> _WHAT THE TASK ASKS_
Output every entry exactly, from the first line to the last.

Stored items:
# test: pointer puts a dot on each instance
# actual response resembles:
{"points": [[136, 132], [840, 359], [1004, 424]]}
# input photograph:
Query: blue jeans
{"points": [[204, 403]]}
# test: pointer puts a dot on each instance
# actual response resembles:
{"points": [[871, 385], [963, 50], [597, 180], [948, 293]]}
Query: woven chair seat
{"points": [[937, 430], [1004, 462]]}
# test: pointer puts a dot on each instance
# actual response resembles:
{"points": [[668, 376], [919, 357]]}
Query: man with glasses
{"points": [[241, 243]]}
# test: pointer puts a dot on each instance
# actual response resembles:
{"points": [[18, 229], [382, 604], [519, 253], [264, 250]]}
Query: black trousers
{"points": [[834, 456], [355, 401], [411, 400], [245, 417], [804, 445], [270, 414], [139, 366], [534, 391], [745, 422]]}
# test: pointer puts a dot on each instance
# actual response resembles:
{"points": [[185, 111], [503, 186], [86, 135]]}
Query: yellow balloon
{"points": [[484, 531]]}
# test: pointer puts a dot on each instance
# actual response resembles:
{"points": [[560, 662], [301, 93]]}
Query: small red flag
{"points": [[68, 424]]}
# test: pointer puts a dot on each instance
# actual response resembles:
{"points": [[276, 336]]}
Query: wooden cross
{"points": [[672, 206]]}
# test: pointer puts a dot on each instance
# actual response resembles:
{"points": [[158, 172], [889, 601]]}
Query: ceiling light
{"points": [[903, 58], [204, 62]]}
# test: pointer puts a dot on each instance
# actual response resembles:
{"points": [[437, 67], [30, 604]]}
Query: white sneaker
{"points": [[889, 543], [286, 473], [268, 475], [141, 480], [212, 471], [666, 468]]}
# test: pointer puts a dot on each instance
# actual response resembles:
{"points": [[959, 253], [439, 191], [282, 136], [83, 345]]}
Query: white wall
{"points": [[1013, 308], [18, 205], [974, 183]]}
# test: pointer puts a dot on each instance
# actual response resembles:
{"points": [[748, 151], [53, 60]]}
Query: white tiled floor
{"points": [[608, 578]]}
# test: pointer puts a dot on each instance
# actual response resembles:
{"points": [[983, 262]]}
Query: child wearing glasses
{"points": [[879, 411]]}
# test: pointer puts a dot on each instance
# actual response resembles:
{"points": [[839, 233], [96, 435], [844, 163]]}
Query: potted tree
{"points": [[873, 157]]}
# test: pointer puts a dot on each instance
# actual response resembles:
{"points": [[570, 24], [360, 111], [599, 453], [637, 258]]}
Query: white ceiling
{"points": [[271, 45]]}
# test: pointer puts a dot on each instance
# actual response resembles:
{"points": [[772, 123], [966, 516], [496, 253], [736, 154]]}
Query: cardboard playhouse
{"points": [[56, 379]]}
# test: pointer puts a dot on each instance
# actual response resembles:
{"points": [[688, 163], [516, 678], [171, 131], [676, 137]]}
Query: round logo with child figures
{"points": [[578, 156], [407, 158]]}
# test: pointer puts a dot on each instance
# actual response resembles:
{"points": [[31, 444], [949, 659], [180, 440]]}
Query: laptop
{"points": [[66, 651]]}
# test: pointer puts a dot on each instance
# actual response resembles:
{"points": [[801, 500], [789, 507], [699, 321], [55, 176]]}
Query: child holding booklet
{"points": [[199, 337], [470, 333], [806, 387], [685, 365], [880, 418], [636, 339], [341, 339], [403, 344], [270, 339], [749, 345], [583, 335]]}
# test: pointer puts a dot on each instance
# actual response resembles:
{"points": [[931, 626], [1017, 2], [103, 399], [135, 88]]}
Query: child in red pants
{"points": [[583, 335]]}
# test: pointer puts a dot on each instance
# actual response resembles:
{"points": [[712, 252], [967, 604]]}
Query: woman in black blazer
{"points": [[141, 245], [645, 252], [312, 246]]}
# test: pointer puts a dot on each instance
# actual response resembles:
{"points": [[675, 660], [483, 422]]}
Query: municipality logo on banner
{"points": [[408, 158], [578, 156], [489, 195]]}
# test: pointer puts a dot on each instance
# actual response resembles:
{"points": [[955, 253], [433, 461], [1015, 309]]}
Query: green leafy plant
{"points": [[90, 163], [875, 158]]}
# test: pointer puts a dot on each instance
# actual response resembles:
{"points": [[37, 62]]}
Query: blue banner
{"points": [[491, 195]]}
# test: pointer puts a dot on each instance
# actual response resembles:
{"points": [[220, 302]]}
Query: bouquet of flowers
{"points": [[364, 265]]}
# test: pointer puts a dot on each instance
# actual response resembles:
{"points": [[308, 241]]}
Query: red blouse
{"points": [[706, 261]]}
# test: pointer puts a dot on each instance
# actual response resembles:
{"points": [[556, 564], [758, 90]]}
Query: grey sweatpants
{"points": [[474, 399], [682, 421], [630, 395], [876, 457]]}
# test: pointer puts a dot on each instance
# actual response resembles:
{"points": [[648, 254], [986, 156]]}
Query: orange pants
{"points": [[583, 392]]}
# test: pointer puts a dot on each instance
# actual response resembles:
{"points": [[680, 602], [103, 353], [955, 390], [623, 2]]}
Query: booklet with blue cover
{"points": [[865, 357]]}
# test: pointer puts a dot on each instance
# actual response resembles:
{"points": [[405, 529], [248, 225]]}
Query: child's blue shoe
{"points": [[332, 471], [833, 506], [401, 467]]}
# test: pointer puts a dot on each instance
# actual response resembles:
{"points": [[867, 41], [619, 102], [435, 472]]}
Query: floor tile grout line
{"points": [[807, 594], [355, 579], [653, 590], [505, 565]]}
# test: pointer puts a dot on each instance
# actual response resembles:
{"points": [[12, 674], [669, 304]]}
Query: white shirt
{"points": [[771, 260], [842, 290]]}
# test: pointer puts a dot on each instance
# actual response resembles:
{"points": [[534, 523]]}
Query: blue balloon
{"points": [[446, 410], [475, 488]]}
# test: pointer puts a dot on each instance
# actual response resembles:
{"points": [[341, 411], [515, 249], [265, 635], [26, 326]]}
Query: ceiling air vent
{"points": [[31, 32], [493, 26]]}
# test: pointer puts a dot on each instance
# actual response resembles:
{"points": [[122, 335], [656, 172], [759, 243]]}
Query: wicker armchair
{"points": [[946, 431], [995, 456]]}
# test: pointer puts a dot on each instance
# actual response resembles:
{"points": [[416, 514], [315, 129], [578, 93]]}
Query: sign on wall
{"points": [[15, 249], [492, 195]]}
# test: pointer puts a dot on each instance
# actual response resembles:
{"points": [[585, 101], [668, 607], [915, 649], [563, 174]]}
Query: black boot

> _EXERCISE ANSWER_
# test: pointer puts a dot on each instance
# actual response resembles:
{"points": [[136, 132], [840, 359], [1004, 424]]}
# input photograph:
Query: blue jeans
{"points": [[204, 403]]}
# test: pointer puts a dot on each instance
# actual response resembles:
{"points": [[871, 385], [963, 50], [597, 180], [948, 293]]}
Query: woven chair seat
{"points": [[937, 430], [1004, 462]]}
# test: pointer puts a dot on each instance
# actual response resembles:
{"points": [[668, 376], [919, 357]]}
Query: man with glasses
{"points": [[241, 243]]}
# test: pointer puts a dot on each instance
# actual response resembles:
{"points": [[18, 229], [382, 604], [519, 253], [264, 250]]}
Query: black trousers
{"points": [[834, 456], [355, 401], [411, 400], [245, 417], [804, 445], [270, 414], [139, 366], [534, 391], [745, 422]]}
# test: pointer puts a dot on each instance
# actual response resembles:
{"points": [[185, 111], [503, 186], [86, 135]]}
Query: yellow balloon
{"points": [[484, 531]]}
# test: pointer puts a dot on each instance
# actual response resembles:
{"points": [[560, 662], [301, 93]]}
Query: small red flag
{"points": [[68, 424]]}
# test: pointer puts a dot on each instance
# actual response resembles:
{"points": [[276, 336]]}
Query: wooden cross
{"points": [[672, 206]]}
# test: pointer puts a dot on each instance
# actual response resembles:
{"points": [[158, 172], [889, 601]]}
Query: ceiling light
{"points": [[903, 58], [204, 62]]}
# test: pointer puts a dot on each instance
# actual response resembles:
{"points": [[437, 67], [30, 604]]}
Query: white sneaker
{"points": [[889, 543], [286, 473], [268, 475], [141, 480], [212, 471], [666, 468]]}
# test: pointer puts a dot on each instance
# actual response resembles:
{"points": [[959, 253], [439, 191], [282, 136], [83, 345]]}
Query: white wall
{"points": [[1013, 308], [18, 205], [974, 183]]}
# test: pointer puts a dot on each instance
# actual response resembles:
{"points": [[748, 151], [53, 60]]}
Query: white tiled floor
{"points": [[608, 578]]}
# test: pointer puts a dot on each instance
# actual response resembles:
{"points": [[983, 262]]}
Query: child wearing glasses
{"points": [[879, 411]]}
# test: pointer puts a dot on each instance
# actual response resembles:
{"points": [[839, 233], [96, 435], [844, 163]]}
Query: potted tree
{"points": [[873, 157]]}
# test: pointer puts a dot on each instance
# actual response resembles:
{"points": [[570, 24], [360, 111], [599, 453], [637, 258]]}
Query: white ceiling
{"points": [[271, 45]]}
# test: pointer puts a dot on each instance
# actual response resembles:
{"points": [[772, 123], [966, 516], [496, 253], [736, 154]]}
Query: cardboard playhouse
{"points": [[56, 379]]}
# test: pointer puts a dot on each instance
# actual response resembles:
{"points": [[688, 163], [516, 678], [171, 131], [676, 137]]}
Query: round logo with child figures
{"points": [[578, 156], [407, 158]]}
# test: pointer puts a dot on each instance
# actual response resembles:
{"points": [[31, 444], [949, 659], [180, 440]]}
Query: laptop
{"points": [[66, 651]]}
# test: pointer puts a dot on each instance
# actual response resembles:
{"points": [[801, 500], [789, 507], [699, 321], [55, 176]]}
Query: child holding booklet
{"points": [[199, 337], [470, 333], [806, 387], [685, 365], [880, 418], [636, 339], [341, 339], [403, 344], [270, 339], [749, 345], [583, 335]]}
# test: pointer puts a dot on each instance
# actual response resembles:
{"points": [[931, 626], [1017, 2], [103, 399], [135, 88]]}
Query: child in red pants
{"points": [[583, 335]]}
# test: pointer puts a dot on each instance
# actual response resembles:
{"points": [[712, 252], [967, 604]]}
Query: woman in black blazer
{"points": [[141, 245], [645, 252], [312, 246]]}
# test: pointer puts a dot on each instance
# actual response resembles:
{"points": [[675, 660], [483, 422]]}
Query: municipality logo on banner
{"points": [[408, 158], [578, 156], [489, 195]]}
# test: pointer puts a dot on each instance
# actual response resembles:
{"points": [[955, 253], [433, 461], [1015, 309]]}
Query: green leafy plant
{"points": [[90, 163], [875, 158]]}
# test: pointer puts a dot on each instance
# actual response resembles:
{"points": [[37, 62]]}
Query: blue banner
{"points": [[491, 195]]}
# test: pointer puts a dot on each instance
# actual response resembles:
{"points": [[220, 302]]}
Query: bouquet of flowers
{"points": [[364, 265]]}
# test: pointer puts a dot on each instance
# actual response resembles:
{"points": [[308, 241]]}
Query: red blouse
{"points": [[706, 261]]}
# test: pointer puts a dot on each instance
# actual response resembles:
{"points": [[556, 564], [758, 90]]}
Query: grey sweatpants
{"points": [[474, 399], [682, 421], [630, 395], [876, 457]]}
# test: pointer puts a dot on each instance
# actual response resembles:
{"points": [[648, 254], [986, 156]]}
Query: orange pants
{"points": [[583, 392]]}
# test: pointer puts a dot on each instance
# actual response resembles:
{"points": [[680, 602], [103, 353], [955, 390], [623, 2]]}
Query: booklet with blue cover
{"points": [[865, 357]]}
# test: pointer puts a dot on each instance
# actual response resembles:
{"points": [[405, 529], [248, 225]]}
Query: child's blue shoe
{"points": [[332, 471], [833, 506], [401, 467]]}
# test: pointer puts a dot on each instance
# actual response resembles:
{"points": [[867, 41], [619, 102], [435, 472]]}
Query: floor tile grout line
{"points": [[807, 594], [355, 579], [653, 590], [505, 565]]}
# test: pointer puts a dot on each instance
# actual response resembles:
{"points": [[12, 674], [669, 304]]}
Query: white shirt
{"points": [[771, 260], [842, 290]]}
# test: pointer puts a dot on each instance
# actual response resembles:
{"points": [[534, 523]]}
Query: blue balloon
{"points": [[446, 410], [475, 488]]}
# test: pointer puts a dot on each instance
# actual response resembles:
{"points": [[341, 411], [515, 249], [265, 635], [26, 326]]}
Query: ceiling air vent
{"points": [[31, 32], [493, 26]]}
# test: pointer puts a dot on each instance
# actual response resembles:
{"points": [[122, 335], [656, 172], [759, 243]]}
Query: wicker armchair
{"points": [[946, 431], [995, 456]]}
# test: pointer puts a dot on each instance
# actual response resembles:
{"points": [[416, 514], [315, 129], [578, 93]]}
Query: sign on wall
{"points": [[15, 249], [492, 195]]}
# test: pointer puts a dot on each instance
# actual response resembles:
{"points": [[585, 101], [668, 607], [915, 649], [563, 174]]}
Query: black boot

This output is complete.